[ironic][tripleo] My PTG & Forum notes
Bogdan Dobrelya
bdobreli at redhat.com
Wed May 8 09:18:22 UTC 2019
On 07.05.2019 19:47, Dmitry Tantsur wrote:
> Hi folks,
>
> I've published my personal notes from the PTG & Forum in Denver:
> https://dtantsur.github.io/posts/ironic-denver-2019/
> They're probably opinionated and definitely not complete, but I still
> think they could be useful.
>
> Also pasting the whole raw RST text below for ease of commenting.
>
> Cheers,
> Dmitry
>
>
> Keynotes
> ========
>
> The `Metal3`_ project got some spotlight during the keynotes. A
> (successful!)
> `live demo`_ was done that demonstrated using Ironic through Kubernetes
> API to
> drive provisioning of bare metal nodes.
this is very interesting to consider for TripleO integration alongside
(or alternatively?) standalone Ironic, see my note below
>
> The official `bare metal program`_ was announced to promote managing
> bare metal
> infrastructure via OpenStack.
>
> Forum: standalone Ironic
> ========================
>
> On Monday we had two sessions dedicated to the future development of
> standalone
> Ironic (without Nova or without any other OpenStack services).

^^^^^^^^

* **Required actions**
1. Decide whether each statement below agrees with the PTG & Forum notes post, answering yes or no and quoting the deciding words: (a) The live demo during the keynotes was successful. (b) Dmitry describes his notes as complete. (c) Three sessions on standalone Ironic were held on Monday.
2. Rewrite the part of the PTG & Forum notes post that opens with the words containing "[ironic][tripleo] My PTG" and closes with "ease of commenting.", substituting "subjective" for "opinionated".

^^^^^^^^

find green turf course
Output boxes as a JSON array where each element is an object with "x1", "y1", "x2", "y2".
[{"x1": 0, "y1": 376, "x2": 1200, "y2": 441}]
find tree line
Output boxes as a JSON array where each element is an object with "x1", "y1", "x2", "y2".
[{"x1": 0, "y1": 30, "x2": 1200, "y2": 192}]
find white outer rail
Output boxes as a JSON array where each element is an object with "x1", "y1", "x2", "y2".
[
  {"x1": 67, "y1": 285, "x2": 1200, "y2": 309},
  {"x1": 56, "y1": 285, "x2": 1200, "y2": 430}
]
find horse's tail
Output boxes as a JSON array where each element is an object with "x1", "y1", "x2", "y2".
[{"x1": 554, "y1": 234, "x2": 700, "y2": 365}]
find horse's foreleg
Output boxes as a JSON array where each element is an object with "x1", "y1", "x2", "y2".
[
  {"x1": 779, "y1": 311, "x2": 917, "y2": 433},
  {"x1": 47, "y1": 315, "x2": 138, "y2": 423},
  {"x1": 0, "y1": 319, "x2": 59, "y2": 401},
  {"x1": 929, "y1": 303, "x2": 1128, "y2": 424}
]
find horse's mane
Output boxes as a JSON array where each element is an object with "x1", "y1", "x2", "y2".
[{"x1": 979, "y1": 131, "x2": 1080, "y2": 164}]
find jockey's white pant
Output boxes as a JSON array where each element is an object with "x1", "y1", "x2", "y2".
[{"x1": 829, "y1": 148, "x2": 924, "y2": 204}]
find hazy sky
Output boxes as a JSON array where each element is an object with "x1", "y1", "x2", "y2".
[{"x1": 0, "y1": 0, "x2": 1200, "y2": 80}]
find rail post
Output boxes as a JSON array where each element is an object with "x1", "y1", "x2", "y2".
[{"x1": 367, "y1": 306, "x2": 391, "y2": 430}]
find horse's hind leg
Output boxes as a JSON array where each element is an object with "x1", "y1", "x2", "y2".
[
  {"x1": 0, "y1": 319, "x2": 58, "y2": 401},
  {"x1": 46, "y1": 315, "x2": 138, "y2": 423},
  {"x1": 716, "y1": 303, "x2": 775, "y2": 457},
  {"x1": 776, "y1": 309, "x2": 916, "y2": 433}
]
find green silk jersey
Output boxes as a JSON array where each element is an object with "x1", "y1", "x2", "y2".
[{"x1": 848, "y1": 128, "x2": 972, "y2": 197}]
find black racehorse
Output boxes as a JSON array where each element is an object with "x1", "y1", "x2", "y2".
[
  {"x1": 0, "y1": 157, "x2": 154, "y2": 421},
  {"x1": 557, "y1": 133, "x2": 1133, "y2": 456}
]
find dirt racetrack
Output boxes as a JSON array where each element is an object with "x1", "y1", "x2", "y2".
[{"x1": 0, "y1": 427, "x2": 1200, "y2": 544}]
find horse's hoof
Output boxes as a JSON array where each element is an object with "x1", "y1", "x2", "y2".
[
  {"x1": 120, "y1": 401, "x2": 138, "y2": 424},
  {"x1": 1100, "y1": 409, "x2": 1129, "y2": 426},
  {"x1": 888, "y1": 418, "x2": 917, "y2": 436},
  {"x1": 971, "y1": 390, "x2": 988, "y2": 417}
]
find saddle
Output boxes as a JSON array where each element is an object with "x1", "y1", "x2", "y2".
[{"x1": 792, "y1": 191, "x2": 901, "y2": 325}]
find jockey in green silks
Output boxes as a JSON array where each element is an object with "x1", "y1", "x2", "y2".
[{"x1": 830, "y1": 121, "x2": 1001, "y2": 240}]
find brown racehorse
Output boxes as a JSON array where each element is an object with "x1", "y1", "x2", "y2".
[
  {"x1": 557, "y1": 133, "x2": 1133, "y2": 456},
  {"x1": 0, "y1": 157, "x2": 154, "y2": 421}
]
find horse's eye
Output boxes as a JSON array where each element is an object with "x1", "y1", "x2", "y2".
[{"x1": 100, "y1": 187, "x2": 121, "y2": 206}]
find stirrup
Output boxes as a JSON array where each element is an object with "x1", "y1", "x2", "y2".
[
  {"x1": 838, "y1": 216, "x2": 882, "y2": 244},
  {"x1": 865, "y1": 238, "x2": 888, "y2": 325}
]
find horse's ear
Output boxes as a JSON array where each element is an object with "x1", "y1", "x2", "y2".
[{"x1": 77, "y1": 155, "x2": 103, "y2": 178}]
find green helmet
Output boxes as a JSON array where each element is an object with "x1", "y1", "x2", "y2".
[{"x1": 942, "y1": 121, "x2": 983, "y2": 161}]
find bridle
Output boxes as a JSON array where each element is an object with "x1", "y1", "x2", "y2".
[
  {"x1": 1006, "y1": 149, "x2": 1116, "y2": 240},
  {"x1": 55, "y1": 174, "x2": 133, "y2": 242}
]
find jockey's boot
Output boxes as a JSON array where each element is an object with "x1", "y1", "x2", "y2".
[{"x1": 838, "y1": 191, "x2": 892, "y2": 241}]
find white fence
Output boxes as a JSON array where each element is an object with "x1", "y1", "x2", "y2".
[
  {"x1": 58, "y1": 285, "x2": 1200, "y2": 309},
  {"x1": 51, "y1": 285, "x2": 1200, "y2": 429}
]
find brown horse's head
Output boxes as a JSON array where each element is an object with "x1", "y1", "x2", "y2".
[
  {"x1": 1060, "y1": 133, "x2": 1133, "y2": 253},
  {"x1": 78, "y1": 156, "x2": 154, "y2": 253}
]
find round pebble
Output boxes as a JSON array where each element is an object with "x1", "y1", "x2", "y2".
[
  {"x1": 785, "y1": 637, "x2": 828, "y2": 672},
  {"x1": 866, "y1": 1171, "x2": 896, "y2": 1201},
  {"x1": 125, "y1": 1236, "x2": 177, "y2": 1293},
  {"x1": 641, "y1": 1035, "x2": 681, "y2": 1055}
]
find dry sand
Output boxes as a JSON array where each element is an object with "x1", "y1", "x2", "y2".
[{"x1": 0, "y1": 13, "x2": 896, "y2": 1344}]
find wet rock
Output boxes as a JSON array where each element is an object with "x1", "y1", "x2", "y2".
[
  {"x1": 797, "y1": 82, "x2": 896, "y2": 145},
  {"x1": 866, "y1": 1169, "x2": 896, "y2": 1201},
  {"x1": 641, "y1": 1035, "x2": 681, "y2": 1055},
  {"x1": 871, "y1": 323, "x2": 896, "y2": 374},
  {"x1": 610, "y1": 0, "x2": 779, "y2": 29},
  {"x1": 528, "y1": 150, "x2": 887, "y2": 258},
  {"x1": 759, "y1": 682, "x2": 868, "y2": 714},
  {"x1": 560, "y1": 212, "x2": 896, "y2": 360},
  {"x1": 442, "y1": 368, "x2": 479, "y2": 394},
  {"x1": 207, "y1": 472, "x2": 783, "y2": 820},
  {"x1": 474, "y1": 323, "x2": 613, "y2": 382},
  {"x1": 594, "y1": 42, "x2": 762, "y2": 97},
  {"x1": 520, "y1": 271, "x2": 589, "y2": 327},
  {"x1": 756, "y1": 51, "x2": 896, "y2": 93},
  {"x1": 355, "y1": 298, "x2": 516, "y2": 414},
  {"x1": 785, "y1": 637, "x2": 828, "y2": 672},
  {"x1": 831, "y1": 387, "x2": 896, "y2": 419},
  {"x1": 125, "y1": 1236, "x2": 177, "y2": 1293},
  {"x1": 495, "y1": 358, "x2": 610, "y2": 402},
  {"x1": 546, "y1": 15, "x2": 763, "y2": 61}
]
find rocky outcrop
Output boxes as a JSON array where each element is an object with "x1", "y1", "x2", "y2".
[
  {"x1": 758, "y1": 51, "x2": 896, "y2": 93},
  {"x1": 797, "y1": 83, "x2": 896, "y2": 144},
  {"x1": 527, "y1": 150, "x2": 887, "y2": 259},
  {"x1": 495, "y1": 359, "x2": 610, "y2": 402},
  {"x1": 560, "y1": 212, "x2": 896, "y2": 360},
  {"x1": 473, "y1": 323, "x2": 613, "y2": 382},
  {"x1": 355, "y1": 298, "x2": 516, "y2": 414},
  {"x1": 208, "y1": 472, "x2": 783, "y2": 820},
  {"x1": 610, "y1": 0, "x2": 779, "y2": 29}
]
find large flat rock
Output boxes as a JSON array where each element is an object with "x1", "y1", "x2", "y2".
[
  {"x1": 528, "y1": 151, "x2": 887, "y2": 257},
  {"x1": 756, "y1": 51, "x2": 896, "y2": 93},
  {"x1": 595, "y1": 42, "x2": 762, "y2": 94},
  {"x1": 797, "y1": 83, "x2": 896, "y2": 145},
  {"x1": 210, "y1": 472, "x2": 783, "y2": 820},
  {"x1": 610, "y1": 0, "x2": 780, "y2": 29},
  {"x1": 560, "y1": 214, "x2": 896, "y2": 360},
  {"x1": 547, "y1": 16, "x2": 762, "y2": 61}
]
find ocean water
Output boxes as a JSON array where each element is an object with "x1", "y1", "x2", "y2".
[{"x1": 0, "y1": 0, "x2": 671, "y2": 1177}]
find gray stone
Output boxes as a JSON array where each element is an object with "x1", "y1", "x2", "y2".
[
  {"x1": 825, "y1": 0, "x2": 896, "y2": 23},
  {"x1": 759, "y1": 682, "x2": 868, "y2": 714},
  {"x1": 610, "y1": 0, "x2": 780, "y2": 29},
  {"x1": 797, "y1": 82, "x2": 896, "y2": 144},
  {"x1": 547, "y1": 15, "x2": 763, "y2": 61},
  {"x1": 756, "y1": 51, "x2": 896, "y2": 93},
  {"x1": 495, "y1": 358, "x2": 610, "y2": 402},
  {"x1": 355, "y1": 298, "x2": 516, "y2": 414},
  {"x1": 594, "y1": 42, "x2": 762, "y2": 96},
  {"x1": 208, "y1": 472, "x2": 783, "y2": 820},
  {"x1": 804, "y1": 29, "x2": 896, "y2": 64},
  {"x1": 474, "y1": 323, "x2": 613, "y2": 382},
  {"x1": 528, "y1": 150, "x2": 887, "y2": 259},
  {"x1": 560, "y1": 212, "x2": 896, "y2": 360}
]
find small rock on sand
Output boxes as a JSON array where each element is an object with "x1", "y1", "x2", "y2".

^^^^^^^^

* **Responses by task**
1.
(a) Yes: "(successful!)"
(b) No: "definitely not complete"
(c) No: "On Monday we had two sessions dedicated to the future development of"

2.
[ironic][tripleo] My PTG & Forum notes
Bogdan Dobrelya
bdobreli at redhat.com
Wed May 8 09:18:22 UTC 2019
On 07.05.2019 19:47, Dmitry Tantsur wrote:
> Hi folks,
>
> I've published my personal notes from the PTG & Forum in Denver:
> https://dtantsur.github.io/posts/ironic-denver-2019/
> They're probably subjective and definitely not complete, but I still
> think they could be useful.
>
> Also pasting the whole raw RST text below for ease of commenting.